[Records]
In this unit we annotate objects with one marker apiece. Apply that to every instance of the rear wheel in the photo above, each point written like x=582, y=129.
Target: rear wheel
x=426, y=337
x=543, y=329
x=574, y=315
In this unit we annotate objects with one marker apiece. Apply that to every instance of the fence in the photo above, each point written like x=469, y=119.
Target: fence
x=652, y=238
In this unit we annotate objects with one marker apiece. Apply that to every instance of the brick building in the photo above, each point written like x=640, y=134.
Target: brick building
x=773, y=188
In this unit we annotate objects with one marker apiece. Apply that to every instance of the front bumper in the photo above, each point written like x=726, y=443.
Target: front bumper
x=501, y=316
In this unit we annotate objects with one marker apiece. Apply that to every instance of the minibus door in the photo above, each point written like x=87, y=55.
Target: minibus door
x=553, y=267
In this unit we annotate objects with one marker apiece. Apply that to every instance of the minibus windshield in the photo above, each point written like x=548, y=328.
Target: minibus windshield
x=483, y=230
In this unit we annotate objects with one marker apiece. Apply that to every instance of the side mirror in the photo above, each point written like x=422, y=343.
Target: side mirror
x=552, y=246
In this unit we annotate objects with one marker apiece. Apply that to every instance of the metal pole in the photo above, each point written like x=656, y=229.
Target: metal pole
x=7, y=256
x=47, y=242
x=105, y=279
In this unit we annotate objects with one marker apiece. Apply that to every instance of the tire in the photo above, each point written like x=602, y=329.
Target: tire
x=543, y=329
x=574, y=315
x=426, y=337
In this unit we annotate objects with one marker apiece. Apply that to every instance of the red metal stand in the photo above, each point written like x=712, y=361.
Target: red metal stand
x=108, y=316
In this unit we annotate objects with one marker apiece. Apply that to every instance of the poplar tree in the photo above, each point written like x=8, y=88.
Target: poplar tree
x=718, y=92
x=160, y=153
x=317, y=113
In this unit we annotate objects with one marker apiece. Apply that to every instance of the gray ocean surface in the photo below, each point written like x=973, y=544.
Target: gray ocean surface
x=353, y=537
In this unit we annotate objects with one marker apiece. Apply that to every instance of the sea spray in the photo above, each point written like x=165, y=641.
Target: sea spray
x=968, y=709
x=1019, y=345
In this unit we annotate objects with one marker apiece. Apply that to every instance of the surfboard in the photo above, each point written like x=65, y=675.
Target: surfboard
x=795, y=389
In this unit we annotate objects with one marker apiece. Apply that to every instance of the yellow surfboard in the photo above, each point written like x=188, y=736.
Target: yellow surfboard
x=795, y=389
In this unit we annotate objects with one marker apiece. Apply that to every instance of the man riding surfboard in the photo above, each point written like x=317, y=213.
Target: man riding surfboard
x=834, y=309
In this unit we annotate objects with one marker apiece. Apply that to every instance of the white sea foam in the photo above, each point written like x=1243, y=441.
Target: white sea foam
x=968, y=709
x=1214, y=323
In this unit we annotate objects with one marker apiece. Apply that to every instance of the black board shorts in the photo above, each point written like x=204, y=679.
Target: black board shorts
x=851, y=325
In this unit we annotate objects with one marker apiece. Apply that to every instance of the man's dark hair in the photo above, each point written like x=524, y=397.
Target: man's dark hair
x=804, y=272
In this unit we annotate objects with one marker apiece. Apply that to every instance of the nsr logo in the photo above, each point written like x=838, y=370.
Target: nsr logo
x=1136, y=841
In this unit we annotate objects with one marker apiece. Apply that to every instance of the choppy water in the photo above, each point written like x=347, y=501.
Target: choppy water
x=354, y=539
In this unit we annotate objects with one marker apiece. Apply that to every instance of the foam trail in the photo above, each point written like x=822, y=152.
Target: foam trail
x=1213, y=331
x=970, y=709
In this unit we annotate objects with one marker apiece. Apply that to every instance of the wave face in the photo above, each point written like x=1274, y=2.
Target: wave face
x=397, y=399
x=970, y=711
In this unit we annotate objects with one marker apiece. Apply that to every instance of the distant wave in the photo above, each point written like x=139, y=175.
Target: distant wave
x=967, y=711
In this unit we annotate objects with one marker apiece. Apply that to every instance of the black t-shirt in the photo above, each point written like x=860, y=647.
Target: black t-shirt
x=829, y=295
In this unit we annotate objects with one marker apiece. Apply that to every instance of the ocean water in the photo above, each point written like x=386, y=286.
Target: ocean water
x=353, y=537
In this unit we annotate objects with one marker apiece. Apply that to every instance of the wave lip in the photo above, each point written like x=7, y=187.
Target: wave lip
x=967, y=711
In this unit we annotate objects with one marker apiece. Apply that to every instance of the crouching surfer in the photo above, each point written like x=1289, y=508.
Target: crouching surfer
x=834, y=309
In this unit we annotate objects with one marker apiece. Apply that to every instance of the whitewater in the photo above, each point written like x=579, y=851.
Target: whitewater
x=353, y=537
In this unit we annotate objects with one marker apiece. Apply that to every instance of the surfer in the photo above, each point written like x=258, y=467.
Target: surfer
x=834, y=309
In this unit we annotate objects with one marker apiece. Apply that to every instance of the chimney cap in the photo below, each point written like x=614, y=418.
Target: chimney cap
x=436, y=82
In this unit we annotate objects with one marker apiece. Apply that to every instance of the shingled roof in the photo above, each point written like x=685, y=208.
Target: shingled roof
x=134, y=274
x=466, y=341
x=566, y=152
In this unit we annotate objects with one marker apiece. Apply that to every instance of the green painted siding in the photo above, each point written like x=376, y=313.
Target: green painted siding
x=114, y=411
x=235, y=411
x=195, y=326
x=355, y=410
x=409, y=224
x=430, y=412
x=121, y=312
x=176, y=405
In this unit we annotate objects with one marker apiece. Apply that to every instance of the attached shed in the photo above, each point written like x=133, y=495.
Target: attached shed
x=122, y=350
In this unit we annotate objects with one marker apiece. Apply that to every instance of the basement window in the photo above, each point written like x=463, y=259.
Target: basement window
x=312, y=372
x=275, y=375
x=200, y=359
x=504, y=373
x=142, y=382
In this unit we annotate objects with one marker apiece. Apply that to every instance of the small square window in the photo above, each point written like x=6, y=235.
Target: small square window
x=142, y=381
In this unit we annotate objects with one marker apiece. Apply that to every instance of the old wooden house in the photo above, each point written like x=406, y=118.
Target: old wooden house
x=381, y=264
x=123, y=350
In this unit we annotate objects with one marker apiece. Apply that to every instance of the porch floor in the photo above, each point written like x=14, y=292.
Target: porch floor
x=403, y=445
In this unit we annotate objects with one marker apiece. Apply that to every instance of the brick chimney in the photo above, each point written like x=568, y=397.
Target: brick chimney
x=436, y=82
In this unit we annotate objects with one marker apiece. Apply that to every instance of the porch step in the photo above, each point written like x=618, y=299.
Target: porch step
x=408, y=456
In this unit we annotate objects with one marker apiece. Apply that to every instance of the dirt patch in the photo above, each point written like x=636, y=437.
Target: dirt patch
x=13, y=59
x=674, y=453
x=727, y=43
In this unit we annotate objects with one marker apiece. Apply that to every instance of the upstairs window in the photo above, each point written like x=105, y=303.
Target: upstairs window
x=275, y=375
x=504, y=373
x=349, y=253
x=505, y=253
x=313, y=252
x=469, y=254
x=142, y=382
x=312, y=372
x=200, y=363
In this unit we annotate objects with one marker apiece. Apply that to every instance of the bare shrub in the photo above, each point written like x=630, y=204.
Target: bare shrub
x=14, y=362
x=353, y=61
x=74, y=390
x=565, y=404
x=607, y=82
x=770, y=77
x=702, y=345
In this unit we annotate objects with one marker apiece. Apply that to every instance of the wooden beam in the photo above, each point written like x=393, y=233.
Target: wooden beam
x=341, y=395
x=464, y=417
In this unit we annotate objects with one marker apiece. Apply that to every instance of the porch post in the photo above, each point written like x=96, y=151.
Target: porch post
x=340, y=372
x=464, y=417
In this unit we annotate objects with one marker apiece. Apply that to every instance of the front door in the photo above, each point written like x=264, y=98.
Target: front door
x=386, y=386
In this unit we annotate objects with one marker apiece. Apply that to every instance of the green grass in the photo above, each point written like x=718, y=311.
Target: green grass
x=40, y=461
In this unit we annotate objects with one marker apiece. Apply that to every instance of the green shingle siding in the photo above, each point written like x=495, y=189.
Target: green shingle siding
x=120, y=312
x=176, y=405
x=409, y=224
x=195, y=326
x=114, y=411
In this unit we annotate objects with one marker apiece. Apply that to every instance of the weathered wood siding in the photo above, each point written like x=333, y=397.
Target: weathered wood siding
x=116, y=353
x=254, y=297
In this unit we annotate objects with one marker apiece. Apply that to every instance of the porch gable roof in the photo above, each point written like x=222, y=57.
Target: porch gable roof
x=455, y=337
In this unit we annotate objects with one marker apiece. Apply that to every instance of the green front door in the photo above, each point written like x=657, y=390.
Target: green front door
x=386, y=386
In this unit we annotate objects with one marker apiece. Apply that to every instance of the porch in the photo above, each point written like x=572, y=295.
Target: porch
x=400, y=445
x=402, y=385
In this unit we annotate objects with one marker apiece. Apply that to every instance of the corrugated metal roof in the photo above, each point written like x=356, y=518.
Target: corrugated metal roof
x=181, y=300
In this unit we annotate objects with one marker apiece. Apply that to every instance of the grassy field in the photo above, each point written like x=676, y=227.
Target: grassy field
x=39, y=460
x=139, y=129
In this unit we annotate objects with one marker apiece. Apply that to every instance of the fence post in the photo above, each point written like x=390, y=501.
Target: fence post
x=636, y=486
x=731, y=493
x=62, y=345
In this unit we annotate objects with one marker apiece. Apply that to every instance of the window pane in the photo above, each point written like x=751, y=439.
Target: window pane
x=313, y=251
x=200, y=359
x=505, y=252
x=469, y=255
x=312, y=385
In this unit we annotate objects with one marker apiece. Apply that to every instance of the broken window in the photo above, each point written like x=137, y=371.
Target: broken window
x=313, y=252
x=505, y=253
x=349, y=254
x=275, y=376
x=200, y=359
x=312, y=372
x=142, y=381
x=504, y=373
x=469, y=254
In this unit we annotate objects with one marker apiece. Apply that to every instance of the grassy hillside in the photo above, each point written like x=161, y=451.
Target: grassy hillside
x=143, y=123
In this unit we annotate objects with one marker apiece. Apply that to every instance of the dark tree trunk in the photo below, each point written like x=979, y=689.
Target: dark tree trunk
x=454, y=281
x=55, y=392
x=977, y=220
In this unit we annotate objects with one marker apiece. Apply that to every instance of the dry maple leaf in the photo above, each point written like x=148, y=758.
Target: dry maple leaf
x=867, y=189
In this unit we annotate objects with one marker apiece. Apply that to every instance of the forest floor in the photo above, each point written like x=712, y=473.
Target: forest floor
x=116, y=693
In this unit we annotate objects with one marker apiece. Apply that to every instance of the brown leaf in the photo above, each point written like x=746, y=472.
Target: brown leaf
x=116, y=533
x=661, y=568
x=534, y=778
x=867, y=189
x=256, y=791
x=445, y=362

What you will do → Please copy the data above exactly, from the line with "like x=712, y=361." up to and including the line with "x=804, y=272".

Written answer →
In this unit we annotate objects with one marker apiece. Apply that to every instance of the red metal stand in the photo above, each point written like x=712, y=361.
Target: red metal stand
x=108, y=316
In this unit we annotate objects with one marker apiece. Apply that to every instance of the poplar tree in the photo above, each point written like x=8, y=88.
Target: poplar tree
x=718, y=92
x=160, y=153
x=317, y=113
In this unit we annotate objects with one marker apiece. Apply that to every instance of the gray ocean surface in the photo below, each point written like x=973, y=544.
Target: gray ocean surface
x=353, y=537
In this unit we annotate objects with one marker apiece. Apply that to every instance of the sea spray in the photo above, each point written like x=165, y=641.
Target: sea spray
x=968, y=709
x=1019, y=345
In this unit we annotate objects with one marker apiece. Apply that to every instance of the surfboard in the photo above, each point written like x=65, y=675.
Target: surfboard
x=795, y=389
In this unit we annotate objects with one marker apiece. Apply that to every instance of the yellow surfboard in the photo above, each point written like x=188, y=736.
Target: yellow surfboard
x=795, y=389
In this unit we annotate objects with one marker apiece. Apply that to every instance of the man riding surfboard in the photo above, each point written like x=317, y=213.
Target: man riding surfboard
x=834, y=309
In this unit we annotate objects with one marker apiece. Apply that to every instance of the white sea foam in the photo above, each point written like x=1243, y=441.
Target: white sea foam
x=968, y=709
x=1214, y=323
In this unit we annotate objects with one marker apiece. Apply that to every instance of the black board shorts in the photo above, each point written like x=204, y=679.
Target: black board shorts
x=851, y=325
In this unit we annotate objects with one marker apiece. Apply that to every instance of the man's dark hair in the photo above, each point written like x=524, y=397.
Target: man's dark hair
x=804, y=272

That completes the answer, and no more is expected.